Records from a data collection
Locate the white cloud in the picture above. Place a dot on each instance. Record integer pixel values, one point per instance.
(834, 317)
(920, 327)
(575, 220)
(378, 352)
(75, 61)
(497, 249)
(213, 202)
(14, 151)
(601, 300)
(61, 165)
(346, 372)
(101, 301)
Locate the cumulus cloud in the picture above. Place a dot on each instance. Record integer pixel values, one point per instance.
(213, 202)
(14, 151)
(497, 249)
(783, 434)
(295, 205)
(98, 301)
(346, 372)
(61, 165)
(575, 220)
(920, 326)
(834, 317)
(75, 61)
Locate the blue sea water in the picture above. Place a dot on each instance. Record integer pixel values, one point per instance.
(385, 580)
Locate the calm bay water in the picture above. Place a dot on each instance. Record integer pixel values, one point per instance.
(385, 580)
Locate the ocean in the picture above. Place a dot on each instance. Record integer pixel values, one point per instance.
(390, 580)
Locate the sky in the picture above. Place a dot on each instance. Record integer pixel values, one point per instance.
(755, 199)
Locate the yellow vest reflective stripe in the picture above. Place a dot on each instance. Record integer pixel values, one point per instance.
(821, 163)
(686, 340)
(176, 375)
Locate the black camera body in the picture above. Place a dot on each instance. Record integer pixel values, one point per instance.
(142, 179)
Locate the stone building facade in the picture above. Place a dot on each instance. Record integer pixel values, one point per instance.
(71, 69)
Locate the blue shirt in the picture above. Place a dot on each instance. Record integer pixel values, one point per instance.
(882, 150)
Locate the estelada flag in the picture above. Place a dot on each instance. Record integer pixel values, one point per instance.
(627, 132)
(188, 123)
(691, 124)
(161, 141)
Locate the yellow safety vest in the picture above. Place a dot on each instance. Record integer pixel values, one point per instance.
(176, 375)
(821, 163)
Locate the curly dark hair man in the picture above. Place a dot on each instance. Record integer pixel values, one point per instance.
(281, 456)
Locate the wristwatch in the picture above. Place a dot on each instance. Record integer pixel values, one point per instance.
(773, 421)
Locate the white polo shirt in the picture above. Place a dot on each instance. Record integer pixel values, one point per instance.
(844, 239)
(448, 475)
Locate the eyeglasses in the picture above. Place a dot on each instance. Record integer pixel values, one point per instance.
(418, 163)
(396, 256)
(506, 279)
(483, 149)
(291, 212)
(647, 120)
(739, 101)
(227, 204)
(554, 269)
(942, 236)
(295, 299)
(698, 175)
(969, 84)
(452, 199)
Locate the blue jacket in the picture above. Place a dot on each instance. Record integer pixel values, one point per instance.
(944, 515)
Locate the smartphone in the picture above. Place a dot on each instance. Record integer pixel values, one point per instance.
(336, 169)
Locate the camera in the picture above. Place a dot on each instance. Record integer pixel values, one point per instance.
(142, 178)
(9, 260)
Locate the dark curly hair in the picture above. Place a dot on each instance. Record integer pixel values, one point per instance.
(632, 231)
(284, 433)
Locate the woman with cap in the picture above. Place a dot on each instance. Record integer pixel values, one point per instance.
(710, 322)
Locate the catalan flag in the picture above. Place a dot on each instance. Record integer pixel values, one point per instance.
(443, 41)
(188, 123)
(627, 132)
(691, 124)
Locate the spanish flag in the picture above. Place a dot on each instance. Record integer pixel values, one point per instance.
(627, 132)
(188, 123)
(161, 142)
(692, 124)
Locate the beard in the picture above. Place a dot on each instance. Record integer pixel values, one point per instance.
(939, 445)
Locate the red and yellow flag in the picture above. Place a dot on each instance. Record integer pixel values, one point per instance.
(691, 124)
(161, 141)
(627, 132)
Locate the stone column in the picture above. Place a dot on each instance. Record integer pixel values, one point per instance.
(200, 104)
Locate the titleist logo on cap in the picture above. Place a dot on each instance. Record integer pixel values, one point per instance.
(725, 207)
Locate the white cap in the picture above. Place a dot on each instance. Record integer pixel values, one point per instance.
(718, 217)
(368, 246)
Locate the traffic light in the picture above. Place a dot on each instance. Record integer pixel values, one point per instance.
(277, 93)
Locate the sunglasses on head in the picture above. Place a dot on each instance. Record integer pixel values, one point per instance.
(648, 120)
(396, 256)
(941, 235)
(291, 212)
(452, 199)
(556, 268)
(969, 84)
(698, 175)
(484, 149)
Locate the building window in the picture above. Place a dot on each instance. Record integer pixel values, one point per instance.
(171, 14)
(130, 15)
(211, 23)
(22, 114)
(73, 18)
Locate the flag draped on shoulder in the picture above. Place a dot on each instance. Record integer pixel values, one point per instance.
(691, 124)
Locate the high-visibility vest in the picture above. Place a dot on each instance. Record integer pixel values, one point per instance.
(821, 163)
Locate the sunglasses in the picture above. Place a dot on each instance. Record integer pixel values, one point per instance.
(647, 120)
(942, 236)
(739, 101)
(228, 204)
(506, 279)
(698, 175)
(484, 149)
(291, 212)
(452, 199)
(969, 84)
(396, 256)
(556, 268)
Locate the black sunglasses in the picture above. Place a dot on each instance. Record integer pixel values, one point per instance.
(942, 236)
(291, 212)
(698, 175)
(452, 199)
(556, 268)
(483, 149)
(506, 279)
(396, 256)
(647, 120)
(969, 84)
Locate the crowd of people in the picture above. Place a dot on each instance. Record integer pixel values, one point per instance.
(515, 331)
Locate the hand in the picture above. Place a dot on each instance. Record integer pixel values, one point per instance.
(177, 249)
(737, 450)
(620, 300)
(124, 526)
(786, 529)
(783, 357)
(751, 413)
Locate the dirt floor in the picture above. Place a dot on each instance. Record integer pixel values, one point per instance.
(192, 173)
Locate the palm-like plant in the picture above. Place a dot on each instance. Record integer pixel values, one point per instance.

WHAT IS BEING ASKED: Repeat the entries exactly, all of them.

REPLY TO THE TASK:
Locate the white cloud in the picture above. Place a dot on each instance. Record integer pixel values, one point per instance.
(834, 317)
(920, 327)
(575, 220)
(378, 352)
(75, 61)
(497, 249)
(213, 202)
(14, 151)
(601, 300)
(61, 165)
(346, 372)
(101, 301)
Locate the cumulus cloud in the picture above. Place a dot on each instance. Record integer pixel values, one point per instance.
(213, 202)
(14, 151)
(497, 249)
(783, 434)
(295, 205)
(98, 301)
(346, 372)
(61, 165)
(575, 220)
(920, 326)
(834, 317)
(75, 61)
Locate the blue sea water in the picture above. Place a dot on each instance. Record integer pixel values, one point per instance.
(385, 580)
Locate the calm bay water in the picture above. Place a dot on each instance. Record integer pixel values, one point per instance.
(385, 580)
Locate the ocean in the picture above. Place a dot on each instance. Record integer pixel values, one point per instance.
(390, 580)
Locate the sky in the picture above. Place a dot on each instance. Record integer pixel values, one point per instance.
(755, 199)
Locate the yellow vest reflective stripe in the picture above. Place a dot on each instance. Record integer pixel values, one point per instance.
(821, 163)
(686, 340)
(176, 375)
Locate the black camera body in the picture above. Place a dot on each instance. Record integer pixel values, one point per instance.
(142, 179)
Locate the stone building facade in the picture above. Place a dot on each instance. Record integer pixel values, one point per instance.
(71, 69)
Locate the blue shirt in the picture above. Place a dot on each instance. Record integer pixel values, one point per instance.
(882, 150)
Locate the estelada flag in the picture above. Place a dot on each instance. Record integer pixel values, one point per instance.
(627, 132)
(188, 123)
(691, 124)
(161, 141)
Locate the yellow safety vest in the picture above. Place a dot on each instance. Record integer pixel values, one point per instance.
(176, 375)
(821, 163)
Locate the curly dark hair man in the picture above. Place a dot on each instance. Record integer pixel values, one point per instance.
(281, 456)
Locate the wristwatch in the picture above. Place a dot on each instance. Record integer pixel values, one point per instance.
(773, 421)
Locate the white polo shirt in the picture above. Place a dot on each instance. Record integer pixel values, one point per instance.
(844, 239)
(448, 475)
Locate the eyeglasses in the picture above. Place a dot on each instance. Record integer pixel values, one point per instance.
(418, 163)
(396, 256)
(506, 279)
(483, 149)
(291, 212)
(647, 120)
(739, 101)
(227, 204)
(554, 269)
(942, 236)
(295, 299)
(698, 175)
(969, 84)
(452, 199)
Locate the blue jacket in the picture above. Place a dot on each instance. Record integer pixel values, one point per instance.
(944, 515)
Locate the smartphone in the picture above. Place a dot on each instance. Record integer pixel values, one point per instance.
(336, 169)
Locate the camera in the picture above. Place a dot on each instance. Record integer pixel values, one point per instance.
(142, 178)
(9, 260)
Locate the dark curly hair in the picture above. Place a dot on each instance. Record integer pixel values, one point per instance.
(632, 231)
(284, 433)
Locate the woman with cap in the picture above. Place a dot on each instance. Record integer pixel values, one point per instance.
(710, 322)
Locate the catalan flag in the picture above. Place a dot on each instance. Record integer pixel values, one point per instance.
(443, 41)
(188, 123)
(627, 132)
(691, 124)
Locate the spanish flag in the picture above. Place a dot on each instance. Record integer pixel values, one point per instance.
(627, 132)
(188, 123)
(161, 142)
(692, 124)
Locate the beard in the picture above. Place a dot on each instance. Record integer pixel values, one point per instance.
(939, 445)
Locate the red and yellow flag in the picture above. Place a dot on each instance. Record integer pixel values, one point per instance.
(691, 124)
(161, 141)
(627, 132)
Locate the stone column in the picture above. Place a dot on each instance. Record integer pixel values, one point per instance.
(200, 104)
Locate the titleist logo on cap in the picture above. Place a dot on each instance. Record integer pixel values, one point per instance.
(725, 207)
Locate the white cap in the picture above. Place a dot on each instance. Record integer pixel values, one point per instance.
(718, 217)
(368, 246)
Locate the traffic light in the picture above. Place a dot on each instance. Record integer pixel values, one point per instance.
(277, 93)
Locate the sunglasses on head in the picture above. Place a dot on each instance. Record integer pixel values, one point per instance.
(648, 120)
(396, 256)
(941, 235)
(291, 212)
(452, 199)
(556, 268)
(969, 84)
(698, 175)
(484, 149)
Locate the building window in the picture above. Place a dot on each instance. Record integer pixel values, one point per instance.
(171, 14)
(130, 15)
(211, 23)
(22, 114)
(73, 18)
Locate the flag draped on shoulder in the picture above. Place a dot on each instance. Record integer pixel values, one point per instance.
(691, 124)
Locate the high-visibility vest in the picture above. Place a dot on each instance. Record integer pixel values, one point per instance.
(821, 163)
Locate the sunglasses in the picture above. Place a dot on each instance. Record integer pixel values, one point per instance.
(647, 120)
(942, 236)
(739, 101)
(228, 204)
(506, 279)
(698, 175)
(484, 149)
(291, 212)
(452, 199)
(969, 84)
(396, 256)
(556, 268)
Locate the black sunglasses in the picture above. Place a dot on each instance. Record integer pixel values, one point per instance.
(942, 236)
(291, 212)
(698, 175)
(452, 199)
(556, 268)
(483, 149)
(506, 279)
(396, 256)
(647, 120)
(969, 84)
Locate the crowd of people in the picture above. Place a dot on each instance. Record integer pixel values, one point per instance.
(515, 331)
Locate the hand in the picture above. Place a dot on each instance. Record integer pixel values, one point per instance.
(177, 249)
(737, 450)
(620, 300)
(124, 526)
(786, 529)
(783, 357)
(751, 413)
Locate the dirt floor in the picture above. Place a dot on each instance. Record integer pixel values, one point per instance.
(192, 173)
Locate the palm-like plant in the picture above. Place a dot on each instance. Record integer pixel values, one point per instance.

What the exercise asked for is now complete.